■ Listing ■
>> begin
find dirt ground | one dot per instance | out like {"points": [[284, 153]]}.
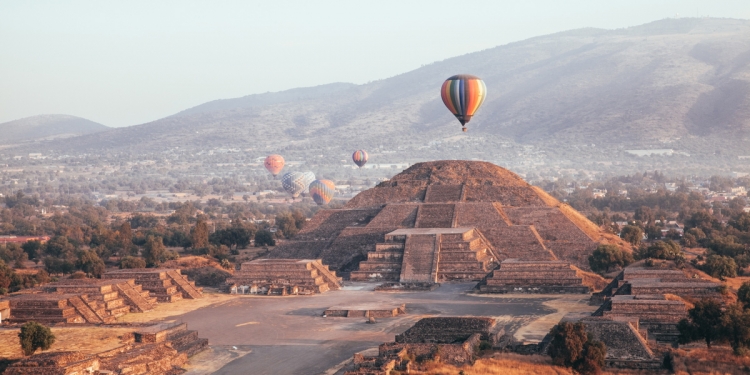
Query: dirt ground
{"points": [[89, 340], [288, 335]]}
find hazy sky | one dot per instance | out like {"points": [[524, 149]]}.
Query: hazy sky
{"points": [[129, 62]]}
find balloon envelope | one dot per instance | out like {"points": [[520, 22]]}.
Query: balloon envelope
{"points": [[463, 94], [322, 191], [274, 163], [293, 183], [309, 178], [360, 157]]}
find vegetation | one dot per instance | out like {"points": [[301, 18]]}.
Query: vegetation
{"points": [[606, 257], [35, 336], [572, 347]]}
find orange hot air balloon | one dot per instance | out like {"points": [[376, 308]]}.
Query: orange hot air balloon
{"points": [[274, 163], [463, 94]]}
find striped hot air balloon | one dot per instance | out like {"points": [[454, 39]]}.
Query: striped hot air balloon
{"points": [[360, 158], [274, 163], [463, 94], [322, 191], [293, 183], [309, 178]]}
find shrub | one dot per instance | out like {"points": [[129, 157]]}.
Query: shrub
{"points": [[264, 238], [605, 257], [703, 322], [572, 347], [132, 262], [743, 294], [35, 336], [721, 266]]}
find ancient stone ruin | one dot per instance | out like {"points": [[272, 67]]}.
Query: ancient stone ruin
{"points": [[167, 285], [365, 311], [157, 350], [445, 220], [453, 340], [547, 277], [283, 277]]}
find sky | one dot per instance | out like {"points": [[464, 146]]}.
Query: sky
{"points": [[124, 63]]}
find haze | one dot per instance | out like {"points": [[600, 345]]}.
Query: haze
{"points": [[126, 63]]}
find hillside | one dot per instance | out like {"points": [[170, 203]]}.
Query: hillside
{"points": [[46, 127], [682, 84]]}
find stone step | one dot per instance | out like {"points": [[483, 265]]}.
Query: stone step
{"points": [[193, 348], [26, 312], [182, 337], [375, 275], [534, 282]]}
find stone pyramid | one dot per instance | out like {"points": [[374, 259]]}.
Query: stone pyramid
{"points": [[478, 213]]}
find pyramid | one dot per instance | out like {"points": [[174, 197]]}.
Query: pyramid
{"points": [[445, 220]]}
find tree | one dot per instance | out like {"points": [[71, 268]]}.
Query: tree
{"points": [[632, 234], [35, 336], [606, 257], [89, 262], [132, 262], [703, 322], [663, 250], [572, 347], [199, 235], [736, 327], [264, 238], [33, 249], [743, 294], [721, 266], [154, 252]]}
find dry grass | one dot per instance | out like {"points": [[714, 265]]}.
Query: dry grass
{"points": [[500, 364], [166, 310], [89, 340], [718, 360]]}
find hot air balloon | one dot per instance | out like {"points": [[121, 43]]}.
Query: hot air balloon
{"points": [[293, 183], [309, 178], [322, 191], [274, 163], [463, 94], [360, 158]]}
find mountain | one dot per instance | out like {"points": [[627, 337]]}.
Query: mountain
{"points": [[46, 127], [681, 84]]}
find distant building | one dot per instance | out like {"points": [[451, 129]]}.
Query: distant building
{"points": [[22, 239]]}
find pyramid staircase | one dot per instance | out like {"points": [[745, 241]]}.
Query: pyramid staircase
{"points": [[518, 276], [167, 285], [383, 264], [286, 276], [428, 255]]}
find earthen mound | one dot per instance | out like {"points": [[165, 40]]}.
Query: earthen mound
{"points": [[500, 216]]}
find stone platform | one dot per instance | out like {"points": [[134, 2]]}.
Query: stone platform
{"points": [[365, 311], [428, 254], [166, 285], [543, 277], [284, 277]]}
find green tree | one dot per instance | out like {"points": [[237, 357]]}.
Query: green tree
{"points": [[632, 234], [132, 262], [704, 322], [721, 266], [154, 252], [743, 294], [89, 262], [264, 238], [33, 249], [35, 336], [199, 235], [663, 250], [605, 257], [736, 327], [572, 347]]}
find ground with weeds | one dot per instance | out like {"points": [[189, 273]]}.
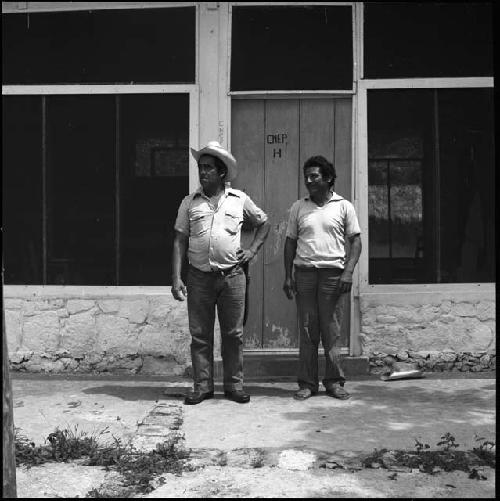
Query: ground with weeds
{"points": [[73, 463]]}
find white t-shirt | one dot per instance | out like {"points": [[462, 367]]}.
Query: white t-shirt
{"points": [[321, 231]]}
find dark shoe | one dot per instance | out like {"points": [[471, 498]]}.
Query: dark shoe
{"points": [[337, 391], [196, 397], [304, 393], [238, 396]]}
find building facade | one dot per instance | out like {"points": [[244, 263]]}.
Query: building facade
{"points": [[102, 100]]}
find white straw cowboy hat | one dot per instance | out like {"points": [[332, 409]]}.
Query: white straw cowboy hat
{"points": [[215, 149]]}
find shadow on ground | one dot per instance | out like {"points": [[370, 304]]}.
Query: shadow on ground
{"points": [[399, 415]]}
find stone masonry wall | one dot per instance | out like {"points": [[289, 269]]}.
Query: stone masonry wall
{"points": [[93, 329], [435, 333]]}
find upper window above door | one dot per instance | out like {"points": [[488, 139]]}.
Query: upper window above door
{"points": [[100, 46], [292, 48], [431, 39]]}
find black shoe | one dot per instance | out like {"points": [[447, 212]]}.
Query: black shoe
{"points": [[196, 397], [238, 396]]}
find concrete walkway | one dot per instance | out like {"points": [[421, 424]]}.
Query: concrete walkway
{"points": [[379, 414]]}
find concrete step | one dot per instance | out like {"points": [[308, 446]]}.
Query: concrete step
{"points": [[284, 364]]}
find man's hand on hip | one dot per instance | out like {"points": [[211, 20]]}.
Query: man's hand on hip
{"points": [[289, 288], [345, 283], [179, 290], [244, 255]]}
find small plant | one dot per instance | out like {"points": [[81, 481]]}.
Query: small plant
{"points": [[448, 441], [419, 446], [486, 451]]}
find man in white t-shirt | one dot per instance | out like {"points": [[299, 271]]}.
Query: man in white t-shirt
{"points": [[318, 271]]}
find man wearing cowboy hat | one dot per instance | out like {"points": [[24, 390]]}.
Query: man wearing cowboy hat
{"points": [[208, 227]]}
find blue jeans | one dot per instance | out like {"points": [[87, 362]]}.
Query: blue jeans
{"points": [[317, 296], [206, 291]]}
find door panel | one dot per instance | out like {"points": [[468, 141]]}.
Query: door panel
{"points": [[247, 142], [280, 189], [342, 156], [271, 139]]}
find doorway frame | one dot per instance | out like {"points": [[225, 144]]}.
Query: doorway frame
{"points": [[225, 103]]}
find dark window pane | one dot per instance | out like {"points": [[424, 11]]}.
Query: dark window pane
{"points": [[106, 46], [81, 187], [433, 39], [22, 189], [291, 48], [399, 150], [431, 186], [467, 180], [154, 137]]}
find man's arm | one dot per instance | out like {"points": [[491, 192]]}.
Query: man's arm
{"points": [[346, 277], [245, 255], [289, 256], [179, 290]]}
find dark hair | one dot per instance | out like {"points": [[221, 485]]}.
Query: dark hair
{"points": [[327, 169]]}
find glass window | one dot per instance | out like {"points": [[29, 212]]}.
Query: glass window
{"points": [[432, 39], [99, 46], [22, 189], [80, 187], [116, 170], [431, 186], [154, 178], [291, 48]]}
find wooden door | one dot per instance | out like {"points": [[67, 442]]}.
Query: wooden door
{"points": [[271, 139]]}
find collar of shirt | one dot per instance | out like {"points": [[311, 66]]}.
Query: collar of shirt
{"points": [[227, 191], [335, 197]]}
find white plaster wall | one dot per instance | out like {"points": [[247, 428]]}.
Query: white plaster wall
{"points": [[431, 322], [85, 329]]}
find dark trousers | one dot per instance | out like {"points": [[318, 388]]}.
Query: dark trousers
{"points": [[207, 291], [317, 296]]}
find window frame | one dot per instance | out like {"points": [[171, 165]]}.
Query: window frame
{"points": [[361, 166], [112, 90], [283, 94]]}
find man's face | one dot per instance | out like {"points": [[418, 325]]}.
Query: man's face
{"points": [[207, 170], [314, 181]]}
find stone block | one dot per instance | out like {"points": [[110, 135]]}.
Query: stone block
{"points": [[47, 304], [447, 319], [41, 332], [428, 313], [109, 305], [114, 335], [117, 364], [20, 356], [159, 309], [78, 305], [486, 311], [386, 319], [445, 307], [135, 310], [448, 357], [162, 366], [154, 341], [464, 310], [79, 333], [13, 303], [13, 330]]}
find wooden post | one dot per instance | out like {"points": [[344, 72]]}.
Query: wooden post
{"points": [[9, 454]]}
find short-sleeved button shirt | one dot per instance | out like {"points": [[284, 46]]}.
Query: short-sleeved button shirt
{"points": [[215, 232], [321, 231]]}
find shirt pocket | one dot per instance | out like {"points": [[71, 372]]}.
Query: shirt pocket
{"points": [[232, 222], [198, 224]]}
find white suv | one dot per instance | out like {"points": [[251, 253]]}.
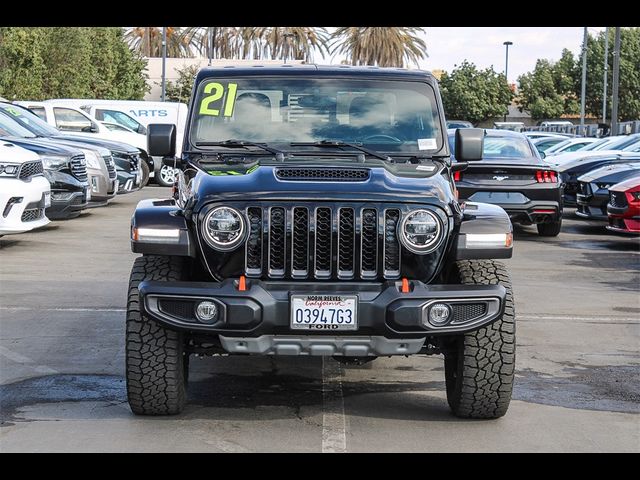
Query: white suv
{"points": [[24, 191]]}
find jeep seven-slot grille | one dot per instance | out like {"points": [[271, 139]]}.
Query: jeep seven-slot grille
{"points": [[331, 174], [30, 169], [322, 242], [78, 167]]}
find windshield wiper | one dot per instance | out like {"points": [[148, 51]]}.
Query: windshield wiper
{"points": [[244, 144], [340, 144]]}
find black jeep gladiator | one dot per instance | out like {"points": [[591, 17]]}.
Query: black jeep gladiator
{"points": [[315, 213]]}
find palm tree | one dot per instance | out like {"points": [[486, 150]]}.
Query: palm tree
{"points": [[298, 43], [382, 46], [148, 41], [258, 42], [227, 41]]}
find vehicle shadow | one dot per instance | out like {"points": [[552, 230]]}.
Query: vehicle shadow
{"points": [[19, 239], [273, 388]]}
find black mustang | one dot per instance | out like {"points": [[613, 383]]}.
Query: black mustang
{"points": [[513, 175]]}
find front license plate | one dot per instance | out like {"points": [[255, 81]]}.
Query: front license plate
{"points": [[324, 312]]}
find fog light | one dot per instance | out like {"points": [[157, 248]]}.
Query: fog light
{"points": [[206, 311], [439, 314]]}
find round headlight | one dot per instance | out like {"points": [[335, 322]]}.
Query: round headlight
{"points": [[420, 231], [224, 228]]}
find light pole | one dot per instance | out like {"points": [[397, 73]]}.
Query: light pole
{"points": [[606, 70], [583, 87], [164, 62], [287, 39], [616, 83], [506, 68]]}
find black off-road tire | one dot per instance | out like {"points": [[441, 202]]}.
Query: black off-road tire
{"points": [[156, 363], [479, 371], [550, 229]]}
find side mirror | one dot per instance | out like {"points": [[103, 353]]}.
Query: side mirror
{"points": [[161, 140], [172, 162], [469, 144]]}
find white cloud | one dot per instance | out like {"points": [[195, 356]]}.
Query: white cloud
{"points": [[448, 46]]}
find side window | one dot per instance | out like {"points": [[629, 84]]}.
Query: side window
{"points": [[39, 111], [71, 121], [574, 147]]}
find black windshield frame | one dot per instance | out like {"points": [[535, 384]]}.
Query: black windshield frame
{"points": [[349, 83]]}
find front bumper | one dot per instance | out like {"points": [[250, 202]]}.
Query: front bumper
{"points": [[624, 219], [126, 182], [102, 187], [593, 206], [22, 204], [68, 195], [263, 310]]}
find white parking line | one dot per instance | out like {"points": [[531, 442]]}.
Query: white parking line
{"points": [[334, 438], [578, 318], [21, 359], [64, 309]]}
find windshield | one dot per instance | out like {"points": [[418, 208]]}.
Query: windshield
{"points": [[10, 127], [501, 147], [385, 115], [618, 143], [29, 121], [115, 116]]}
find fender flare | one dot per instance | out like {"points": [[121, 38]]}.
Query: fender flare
{"points": [[486, 232], [159, 228]]}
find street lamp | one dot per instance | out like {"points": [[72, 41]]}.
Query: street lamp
{"points": [[287, 39], [506, 68]]}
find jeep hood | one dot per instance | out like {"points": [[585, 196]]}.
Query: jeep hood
{"points": [[265, 182]]}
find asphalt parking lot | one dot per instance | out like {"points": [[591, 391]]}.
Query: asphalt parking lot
{"points": [[62, 299]]}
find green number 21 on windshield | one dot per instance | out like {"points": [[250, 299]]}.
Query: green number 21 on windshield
{"points": [[215, 91]]}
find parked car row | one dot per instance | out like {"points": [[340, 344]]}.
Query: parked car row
{"points": [[47, 174], [532, 176]]}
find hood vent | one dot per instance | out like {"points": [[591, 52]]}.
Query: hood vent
{"points": [[323, 174]]}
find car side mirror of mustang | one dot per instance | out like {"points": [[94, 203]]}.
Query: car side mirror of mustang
{"points": [[172, 162], [161, 140], [469, 144]]}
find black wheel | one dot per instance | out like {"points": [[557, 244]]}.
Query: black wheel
{"points": [[156, 364], [166, 176], [145, 173], [479, 369], [550, 229]]}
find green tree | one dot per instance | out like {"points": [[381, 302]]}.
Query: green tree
{"points": [[549, 91], [120, 72], [474, 95], [40, 63], [180, 90], [629, 87], [382, 46], [538, 94], [22, 68], [147, 41]]}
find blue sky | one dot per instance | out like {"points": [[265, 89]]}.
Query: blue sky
{"points": [[448, 46]]}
>> end
■ What to produce ■
Look above for the line that holds "find white parking", then copy it and each line after it exactly, through the last line of the data.

■ Result of the exercise ■
find white parking line | one dot per instance | out like {"points": [[531, 442]]}.
Query: white parking line
{"points": [[334, 438], [578, 318], [21, 359], [64, 309]]}
find windshield | one dot per instance | out like {"points": [[418, 208]]}.
Query: windshield
{"points": [[10, 127], [501, 147], [385, 115], [618, 143], [29, 121], [115, 116]]}
find fender flare | one dot per instance | out like {"points": [[121, 38]]}.
Query: fender flare
{"points": [[486, 232], [159, 228]]}
find street lamp | one dot per instance | out like {"points": [[72, 41]]}.
Query: street lamp
{"points": [[287, 39], [506, 68]]}
find jeep hood | one dot per instance | out like {"points": [[585, 196]]}.
Query: jeep hood
{"points": [[265, 182]]}
find asphalt parking lot | one dot per instance | out like {"points": [[591, 391]]}.
Query: asphalt parking lot
{"points": [[62, 299]]}
find green number 21 on windshield | one dot per instance | out like {"points": [[250, 299]]}.
Query: green number 21 on windshield
{"points": [[215, 91]]}
find parked car row | one dot per instance | out like {"points": [[340, 344]]}.
Query: parked car row
{"points": [[47, 174], [532, 176]]}
find hood vent | one dot per instance | out like {"points": [[591, 52]]}.
Query: hood vent
{"points": [[323, 174]]}
find car side mirror of mustang | one dot per instance | out like {"points": [[94, 203]]}.
Query: car side mirror of mustang
{"points": [[172, 162], [161, 140], [469, 144]]}
find black wheel | one dot per instance | out like {"points": [[557, 244]]}.
Query: black wheel
{"points": [[156, 364], [166, 176], [145, 173], [479, 369], [550, 229]]}
find green tree | one dot per instance | out like {"points": [[381, 302]]}.
Query: green tree
{"points": [[549, 91], [120, 72], [474, 95], [40, 63], [180, 90], [629, 87], [382, 46], [538, 94], [22, 68], [147, 41]]}
find blue sky | one dot per instance | out like {"points": [[265, 89]]}.
Query: blue sky
{"points": [[448, 46]]}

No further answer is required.